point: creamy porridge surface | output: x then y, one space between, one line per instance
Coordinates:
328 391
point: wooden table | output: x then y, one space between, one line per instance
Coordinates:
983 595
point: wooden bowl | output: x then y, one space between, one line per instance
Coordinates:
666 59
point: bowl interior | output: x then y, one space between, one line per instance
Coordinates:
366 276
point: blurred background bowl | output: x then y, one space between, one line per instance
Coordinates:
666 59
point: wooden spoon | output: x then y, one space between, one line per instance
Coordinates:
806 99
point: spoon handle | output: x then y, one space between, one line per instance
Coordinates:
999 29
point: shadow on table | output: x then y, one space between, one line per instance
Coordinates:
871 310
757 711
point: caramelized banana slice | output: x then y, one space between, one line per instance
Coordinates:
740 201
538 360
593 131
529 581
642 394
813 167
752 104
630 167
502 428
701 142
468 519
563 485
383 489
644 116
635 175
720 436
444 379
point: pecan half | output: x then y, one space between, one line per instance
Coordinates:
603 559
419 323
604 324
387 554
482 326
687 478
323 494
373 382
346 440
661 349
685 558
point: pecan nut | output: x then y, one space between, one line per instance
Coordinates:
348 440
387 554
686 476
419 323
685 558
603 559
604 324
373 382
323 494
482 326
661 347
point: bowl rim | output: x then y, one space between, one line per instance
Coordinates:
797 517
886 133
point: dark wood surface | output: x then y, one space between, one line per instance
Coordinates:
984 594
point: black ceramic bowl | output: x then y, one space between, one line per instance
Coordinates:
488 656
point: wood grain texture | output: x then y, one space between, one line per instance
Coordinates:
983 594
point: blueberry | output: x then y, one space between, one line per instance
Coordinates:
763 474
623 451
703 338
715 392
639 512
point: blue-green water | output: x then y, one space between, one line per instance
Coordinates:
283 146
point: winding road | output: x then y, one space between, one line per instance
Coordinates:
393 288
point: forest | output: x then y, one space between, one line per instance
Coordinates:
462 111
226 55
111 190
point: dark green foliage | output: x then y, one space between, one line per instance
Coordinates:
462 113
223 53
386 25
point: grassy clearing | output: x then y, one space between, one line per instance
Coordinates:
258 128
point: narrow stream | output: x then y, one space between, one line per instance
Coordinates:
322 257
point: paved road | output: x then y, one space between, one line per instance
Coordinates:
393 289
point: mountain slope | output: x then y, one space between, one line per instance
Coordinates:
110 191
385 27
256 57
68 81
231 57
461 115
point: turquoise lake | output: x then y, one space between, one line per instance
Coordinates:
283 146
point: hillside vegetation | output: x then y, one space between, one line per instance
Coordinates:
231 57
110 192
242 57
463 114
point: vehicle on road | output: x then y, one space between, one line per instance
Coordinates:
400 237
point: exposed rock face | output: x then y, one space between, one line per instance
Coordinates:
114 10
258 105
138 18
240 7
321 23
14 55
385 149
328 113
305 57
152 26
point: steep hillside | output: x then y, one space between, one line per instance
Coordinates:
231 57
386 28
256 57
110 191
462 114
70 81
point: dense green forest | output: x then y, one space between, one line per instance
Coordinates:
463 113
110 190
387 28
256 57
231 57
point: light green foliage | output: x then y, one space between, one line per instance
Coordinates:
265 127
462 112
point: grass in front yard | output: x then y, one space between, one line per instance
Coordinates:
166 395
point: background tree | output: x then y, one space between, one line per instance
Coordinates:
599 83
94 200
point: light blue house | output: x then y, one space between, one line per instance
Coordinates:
┄┄┄┄┄┄┄┄┄┄
• Task to complete: Search the data for the string "wooden". List each line that has it.

• Response area:
point: wooden table | output: x then y, one space between, one line per instance
point: wooden bowl | output: x then y, one space between, one line per instance
point: wooden spoon | output: x then y, one space between, one line per instance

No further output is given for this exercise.